In the items below, copy out word for word the lines starting at the one containing "Indicate the metal" and ending at the one containing "[(412, 89)]", including both of those lines.
** Start of DATA LISTING **
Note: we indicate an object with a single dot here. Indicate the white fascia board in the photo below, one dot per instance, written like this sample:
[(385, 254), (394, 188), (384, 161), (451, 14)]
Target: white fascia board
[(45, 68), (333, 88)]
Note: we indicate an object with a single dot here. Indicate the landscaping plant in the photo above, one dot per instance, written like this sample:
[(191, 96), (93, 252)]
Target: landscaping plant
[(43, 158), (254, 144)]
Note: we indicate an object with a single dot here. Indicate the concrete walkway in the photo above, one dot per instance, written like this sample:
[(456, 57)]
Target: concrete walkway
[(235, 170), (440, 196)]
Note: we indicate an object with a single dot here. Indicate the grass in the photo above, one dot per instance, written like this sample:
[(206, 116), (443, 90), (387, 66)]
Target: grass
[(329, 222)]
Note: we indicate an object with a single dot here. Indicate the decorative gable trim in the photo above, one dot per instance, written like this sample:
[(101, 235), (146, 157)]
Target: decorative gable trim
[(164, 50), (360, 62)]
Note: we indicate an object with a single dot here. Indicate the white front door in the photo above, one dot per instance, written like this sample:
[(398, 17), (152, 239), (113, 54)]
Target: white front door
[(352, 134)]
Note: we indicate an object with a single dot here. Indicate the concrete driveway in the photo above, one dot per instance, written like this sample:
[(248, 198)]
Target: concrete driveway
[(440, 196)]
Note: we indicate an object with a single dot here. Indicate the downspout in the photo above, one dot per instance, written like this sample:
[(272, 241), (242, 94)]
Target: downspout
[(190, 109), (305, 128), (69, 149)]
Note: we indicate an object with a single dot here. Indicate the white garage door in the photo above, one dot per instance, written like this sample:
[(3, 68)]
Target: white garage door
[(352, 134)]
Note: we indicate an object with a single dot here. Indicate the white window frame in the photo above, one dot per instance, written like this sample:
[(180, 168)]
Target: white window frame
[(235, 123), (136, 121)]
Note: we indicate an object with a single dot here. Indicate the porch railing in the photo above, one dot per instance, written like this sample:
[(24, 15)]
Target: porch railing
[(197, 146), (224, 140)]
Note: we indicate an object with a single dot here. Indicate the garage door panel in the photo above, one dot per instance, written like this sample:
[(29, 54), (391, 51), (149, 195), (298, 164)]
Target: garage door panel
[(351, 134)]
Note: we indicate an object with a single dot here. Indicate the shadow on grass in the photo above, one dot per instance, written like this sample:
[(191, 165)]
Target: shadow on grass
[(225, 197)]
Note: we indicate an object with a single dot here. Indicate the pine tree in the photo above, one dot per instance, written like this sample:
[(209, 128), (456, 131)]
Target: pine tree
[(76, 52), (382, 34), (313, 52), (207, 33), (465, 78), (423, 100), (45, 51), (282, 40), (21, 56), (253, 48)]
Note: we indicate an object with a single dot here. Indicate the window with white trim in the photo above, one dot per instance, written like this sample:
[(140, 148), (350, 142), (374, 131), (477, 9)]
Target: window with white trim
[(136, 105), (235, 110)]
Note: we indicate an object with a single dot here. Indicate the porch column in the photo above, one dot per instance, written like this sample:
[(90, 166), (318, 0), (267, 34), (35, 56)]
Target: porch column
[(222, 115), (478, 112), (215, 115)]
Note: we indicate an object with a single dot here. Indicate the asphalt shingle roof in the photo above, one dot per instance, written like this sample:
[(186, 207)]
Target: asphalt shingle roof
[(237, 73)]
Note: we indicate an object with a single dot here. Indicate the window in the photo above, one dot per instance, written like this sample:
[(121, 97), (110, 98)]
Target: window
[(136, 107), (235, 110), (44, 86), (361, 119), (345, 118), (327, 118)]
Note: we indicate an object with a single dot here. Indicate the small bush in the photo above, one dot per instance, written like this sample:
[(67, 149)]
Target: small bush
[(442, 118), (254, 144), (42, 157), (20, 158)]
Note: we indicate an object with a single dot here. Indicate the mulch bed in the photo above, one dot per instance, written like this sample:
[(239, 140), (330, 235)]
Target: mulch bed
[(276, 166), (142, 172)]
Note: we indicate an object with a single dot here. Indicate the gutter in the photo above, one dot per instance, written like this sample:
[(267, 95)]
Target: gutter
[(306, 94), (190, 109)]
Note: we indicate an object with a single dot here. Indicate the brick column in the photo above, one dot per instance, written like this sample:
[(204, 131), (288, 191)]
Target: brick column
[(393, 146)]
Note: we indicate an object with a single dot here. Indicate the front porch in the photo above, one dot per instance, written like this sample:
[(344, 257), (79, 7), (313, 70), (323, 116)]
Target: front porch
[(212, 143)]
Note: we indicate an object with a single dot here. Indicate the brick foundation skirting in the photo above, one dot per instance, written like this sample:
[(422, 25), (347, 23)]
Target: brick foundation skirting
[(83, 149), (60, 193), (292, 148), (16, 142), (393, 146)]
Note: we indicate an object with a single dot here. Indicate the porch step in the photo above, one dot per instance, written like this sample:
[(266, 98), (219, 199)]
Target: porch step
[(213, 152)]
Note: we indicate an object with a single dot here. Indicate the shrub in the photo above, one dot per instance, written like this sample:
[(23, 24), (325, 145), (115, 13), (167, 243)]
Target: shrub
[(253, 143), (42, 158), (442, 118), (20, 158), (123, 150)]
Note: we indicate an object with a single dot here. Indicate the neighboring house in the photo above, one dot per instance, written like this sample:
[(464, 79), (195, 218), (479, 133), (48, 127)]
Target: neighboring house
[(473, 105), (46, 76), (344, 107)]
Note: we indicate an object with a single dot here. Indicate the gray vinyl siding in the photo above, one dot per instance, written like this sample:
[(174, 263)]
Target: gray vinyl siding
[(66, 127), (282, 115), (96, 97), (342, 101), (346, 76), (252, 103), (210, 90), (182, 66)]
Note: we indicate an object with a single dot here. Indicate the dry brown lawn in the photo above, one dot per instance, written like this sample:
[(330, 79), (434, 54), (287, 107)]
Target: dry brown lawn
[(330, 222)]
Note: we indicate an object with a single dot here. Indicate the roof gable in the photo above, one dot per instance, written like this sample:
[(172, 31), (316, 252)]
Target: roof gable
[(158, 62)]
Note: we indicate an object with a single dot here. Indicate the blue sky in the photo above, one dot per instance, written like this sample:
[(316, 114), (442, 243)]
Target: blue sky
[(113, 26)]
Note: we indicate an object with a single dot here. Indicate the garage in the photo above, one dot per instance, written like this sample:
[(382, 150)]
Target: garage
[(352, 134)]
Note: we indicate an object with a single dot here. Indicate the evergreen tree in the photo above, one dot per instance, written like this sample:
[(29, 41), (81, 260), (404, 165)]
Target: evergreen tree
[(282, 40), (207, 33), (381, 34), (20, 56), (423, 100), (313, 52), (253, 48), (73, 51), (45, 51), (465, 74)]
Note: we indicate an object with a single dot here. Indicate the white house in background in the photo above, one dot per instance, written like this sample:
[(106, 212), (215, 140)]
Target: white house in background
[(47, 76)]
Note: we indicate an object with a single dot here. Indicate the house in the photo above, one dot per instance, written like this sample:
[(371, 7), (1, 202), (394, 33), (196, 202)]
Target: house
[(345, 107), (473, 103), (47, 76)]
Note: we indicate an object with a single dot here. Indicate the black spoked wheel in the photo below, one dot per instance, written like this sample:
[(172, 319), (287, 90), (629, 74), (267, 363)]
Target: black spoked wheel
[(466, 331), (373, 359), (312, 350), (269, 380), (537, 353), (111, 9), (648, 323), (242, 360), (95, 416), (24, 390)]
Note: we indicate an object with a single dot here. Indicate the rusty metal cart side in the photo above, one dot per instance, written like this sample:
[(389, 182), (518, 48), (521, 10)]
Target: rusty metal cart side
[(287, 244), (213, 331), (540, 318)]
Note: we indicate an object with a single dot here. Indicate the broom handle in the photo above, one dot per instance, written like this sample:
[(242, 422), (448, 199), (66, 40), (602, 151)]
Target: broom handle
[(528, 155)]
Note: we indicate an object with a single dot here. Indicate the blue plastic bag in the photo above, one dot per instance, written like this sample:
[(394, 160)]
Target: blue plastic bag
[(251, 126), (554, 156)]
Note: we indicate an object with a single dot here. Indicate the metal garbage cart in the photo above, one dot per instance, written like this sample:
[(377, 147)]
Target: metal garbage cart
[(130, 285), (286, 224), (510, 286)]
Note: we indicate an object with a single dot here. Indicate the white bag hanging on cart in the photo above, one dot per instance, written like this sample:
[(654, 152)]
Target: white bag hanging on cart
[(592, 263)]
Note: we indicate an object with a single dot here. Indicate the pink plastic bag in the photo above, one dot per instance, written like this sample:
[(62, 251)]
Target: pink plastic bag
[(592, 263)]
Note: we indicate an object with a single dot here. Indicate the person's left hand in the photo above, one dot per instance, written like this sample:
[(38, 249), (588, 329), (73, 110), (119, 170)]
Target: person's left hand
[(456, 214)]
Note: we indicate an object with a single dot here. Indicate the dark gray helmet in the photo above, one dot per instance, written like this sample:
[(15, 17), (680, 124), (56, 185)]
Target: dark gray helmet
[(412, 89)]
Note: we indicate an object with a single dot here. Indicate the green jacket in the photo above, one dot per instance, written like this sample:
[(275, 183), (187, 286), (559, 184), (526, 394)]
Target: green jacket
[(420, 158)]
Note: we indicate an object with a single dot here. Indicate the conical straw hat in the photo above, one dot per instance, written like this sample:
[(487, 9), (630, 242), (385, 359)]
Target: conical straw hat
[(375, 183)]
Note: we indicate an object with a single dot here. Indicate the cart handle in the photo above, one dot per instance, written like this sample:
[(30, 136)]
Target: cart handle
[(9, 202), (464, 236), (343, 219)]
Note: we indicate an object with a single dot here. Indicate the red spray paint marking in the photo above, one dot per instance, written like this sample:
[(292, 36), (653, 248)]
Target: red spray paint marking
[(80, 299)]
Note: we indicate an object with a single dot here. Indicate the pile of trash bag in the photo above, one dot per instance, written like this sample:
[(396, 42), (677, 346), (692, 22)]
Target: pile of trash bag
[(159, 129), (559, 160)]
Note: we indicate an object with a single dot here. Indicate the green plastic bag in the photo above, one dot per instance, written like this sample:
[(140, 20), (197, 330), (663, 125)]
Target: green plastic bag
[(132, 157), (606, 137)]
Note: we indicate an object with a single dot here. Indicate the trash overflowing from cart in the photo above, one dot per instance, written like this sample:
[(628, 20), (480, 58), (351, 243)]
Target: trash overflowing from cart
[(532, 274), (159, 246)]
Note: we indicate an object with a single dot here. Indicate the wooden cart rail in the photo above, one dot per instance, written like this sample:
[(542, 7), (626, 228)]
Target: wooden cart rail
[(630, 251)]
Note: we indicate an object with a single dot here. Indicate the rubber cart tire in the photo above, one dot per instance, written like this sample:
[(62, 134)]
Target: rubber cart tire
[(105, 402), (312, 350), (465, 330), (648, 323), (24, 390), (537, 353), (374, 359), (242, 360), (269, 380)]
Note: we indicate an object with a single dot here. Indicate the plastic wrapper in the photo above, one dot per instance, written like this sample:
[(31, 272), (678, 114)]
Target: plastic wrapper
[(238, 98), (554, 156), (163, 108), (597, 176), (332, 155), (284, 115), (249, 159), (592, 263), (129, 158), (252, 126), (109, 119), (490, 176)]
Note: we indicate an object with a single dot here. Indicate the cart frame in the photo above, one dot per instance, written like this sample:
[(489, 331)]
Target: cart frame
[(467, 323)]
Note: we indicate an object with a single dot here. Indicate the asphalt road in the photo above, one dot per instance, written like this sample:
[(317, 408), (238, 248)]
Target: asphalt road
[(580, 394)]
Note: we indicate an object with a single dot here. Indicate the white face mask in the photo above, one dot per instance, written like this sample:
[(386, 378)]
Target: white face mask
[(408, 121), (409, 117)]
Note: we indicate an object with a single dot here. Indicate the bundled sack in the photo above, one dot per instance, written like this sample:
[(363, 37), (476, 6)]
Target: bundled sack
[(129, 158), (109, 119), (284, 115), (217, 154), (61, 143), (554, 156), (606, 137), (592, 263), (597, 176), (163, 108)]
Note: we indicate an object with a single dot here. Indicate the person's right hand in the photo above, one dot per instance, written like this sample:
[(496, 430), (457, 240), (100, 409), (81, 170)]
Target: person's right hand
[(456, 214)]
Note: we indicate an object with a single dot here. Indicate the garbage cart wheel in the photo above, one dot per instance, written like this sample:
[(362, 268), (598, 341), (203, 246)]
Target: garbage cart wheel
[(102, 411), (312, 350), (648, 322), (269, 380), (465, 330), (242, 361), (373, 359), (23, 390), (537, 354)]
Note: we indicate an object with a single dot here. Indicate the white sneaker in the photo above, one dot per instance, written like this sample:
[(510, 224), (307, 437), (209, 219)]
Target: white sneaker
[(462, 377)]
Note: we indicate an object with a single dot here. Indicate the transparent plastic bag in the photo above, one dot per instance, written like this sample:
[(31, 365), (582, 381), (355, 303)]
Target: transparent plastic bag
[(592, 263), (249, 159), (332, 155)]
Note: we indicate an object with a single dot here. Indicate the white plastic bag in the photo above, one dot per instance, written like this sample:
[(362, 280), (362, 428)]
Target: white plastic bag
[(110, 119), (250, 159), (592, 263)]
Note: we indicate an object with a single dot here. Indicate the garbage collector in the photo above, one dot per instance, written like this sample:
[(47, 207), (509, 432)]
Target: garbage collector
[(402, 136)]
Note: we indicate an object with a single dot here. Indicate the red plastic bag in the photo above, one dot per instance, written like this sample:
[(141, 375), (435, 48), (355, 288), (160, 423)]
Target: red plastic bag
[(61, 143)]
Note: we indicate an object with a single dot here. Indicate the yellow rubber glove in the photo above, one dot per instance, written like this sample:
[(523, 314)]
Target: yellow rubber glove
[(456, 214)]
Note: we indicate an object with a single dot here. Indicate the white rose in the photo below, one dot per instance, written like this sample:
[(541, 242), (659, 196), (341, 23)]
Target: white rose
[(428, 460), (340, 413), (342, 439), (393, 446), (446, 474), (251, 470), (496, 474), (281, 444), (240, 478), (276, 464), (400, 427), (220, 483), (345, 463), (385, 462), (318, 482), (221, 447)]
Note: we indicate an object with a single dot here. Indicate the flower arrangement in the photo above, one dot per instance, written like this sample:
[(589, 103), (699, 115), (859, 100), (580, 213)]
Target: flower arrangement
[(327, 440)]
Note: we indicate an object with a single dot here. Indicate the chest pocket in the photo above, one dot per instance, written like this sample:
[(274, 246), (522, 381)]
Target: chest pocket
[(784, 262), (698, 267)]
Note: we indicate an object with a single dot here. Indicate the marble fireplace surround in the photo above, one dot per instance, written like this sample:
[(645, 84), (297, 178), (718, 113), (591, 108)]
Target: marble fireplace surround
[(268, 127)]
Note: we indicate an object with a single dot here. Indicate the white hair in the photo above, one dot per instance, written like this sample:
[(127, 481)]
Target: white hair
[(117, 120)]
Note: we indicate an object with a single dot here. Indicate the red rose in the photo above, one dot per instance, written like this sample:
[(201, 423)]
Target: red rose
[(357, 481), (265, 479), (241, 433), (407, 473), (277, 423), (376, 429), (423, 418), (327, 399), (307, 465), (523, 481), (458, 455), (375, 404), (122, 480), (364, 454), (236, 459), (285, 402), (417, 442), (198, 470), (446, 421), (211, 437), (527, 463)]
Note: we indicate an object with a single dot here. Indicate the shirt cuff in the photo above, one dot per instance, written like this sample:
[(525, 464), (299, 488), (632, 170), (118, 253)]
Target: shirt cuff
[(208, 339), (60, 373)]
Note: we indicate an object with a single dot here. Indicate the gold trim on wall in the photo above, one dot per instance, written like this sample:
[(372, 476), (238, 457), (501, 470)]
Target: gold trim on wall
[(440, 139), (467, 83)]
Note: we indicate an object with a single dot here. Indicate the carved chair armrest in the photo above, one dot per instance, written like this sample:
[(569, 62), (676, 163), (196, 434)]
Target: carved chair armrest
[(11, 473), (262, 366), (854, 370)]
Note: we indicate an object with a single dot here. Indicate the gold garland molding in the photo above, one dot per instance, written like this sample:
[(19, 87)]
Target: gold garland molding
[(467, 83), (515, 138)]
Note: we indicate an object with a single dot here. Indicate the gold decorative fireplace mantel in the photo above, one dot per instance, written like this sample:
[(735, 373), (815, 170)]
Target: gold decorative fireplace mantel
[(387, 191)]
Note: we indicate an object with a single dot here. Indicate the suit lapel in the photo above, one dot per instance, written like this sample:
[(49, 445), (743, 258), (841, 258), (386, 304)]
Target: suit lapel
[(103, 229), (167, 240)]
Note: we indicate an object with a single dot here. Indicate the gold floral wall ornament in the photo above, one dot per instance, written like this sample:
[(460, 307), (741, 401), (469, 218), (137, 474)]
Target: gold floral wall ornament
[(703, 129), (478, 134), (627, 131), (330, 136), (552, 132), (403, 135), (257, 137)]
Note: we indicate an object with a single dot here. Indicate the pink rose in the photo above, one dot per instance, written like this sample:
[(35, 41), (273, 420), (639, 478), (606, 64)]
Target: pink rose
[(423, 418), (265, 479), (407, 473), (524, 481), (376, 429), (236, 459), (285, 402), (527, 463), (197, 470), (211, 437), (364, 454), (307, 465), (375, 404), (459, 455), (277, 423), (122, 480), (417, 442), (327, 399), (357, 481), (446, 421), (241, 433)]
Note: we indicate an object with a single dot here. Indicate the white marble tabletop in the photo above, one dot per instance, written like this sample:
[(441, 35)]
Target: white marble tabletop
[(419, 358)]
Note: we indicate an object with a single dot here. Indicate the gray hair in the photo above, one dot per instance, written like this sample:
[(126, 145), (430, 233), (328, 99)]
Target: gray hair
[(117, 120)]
** End of DATA LISTING **
RESULT:
Note: we indicate an object with a single dot here. Indicate the metal garbage cart in the photo above, one dot per instance, written like this sample:
[(377, 147)]
Target: metal garbage cart
[(130, 285), (286, 224), (510, 286)]
Note: we indicate an object with a single dot here. Indicate the white bag hanging on cart in the photo above, one dot per instance, written like this sample:
[(654, 152)]
Target: white bag hanging on cart
[(592, 263)]
Note: we indicate an object with a single dot here. Indicate the pink plastic bag in the photo above, one dot per instance, written like this sample:
[(62, 251)]
Target: pink plastic bag
[(592, 263)]
Note: we indicate an object with a single dot here. Indicate the person's left hand in the photo above, one dot per instance, written like this sample:
[(38, 249), (588, 329), (73, 110), (119, 170)]
Target: person's left hand
[(456, 214)]
Note: we indicate an object with a single dot here. Indicate the dark gray helmet in the photo above, one dot per instance, written like this sample:
[(15, 17), (680, 124), (56, 185)]
Target: dark gray helmet
[(412, 89)]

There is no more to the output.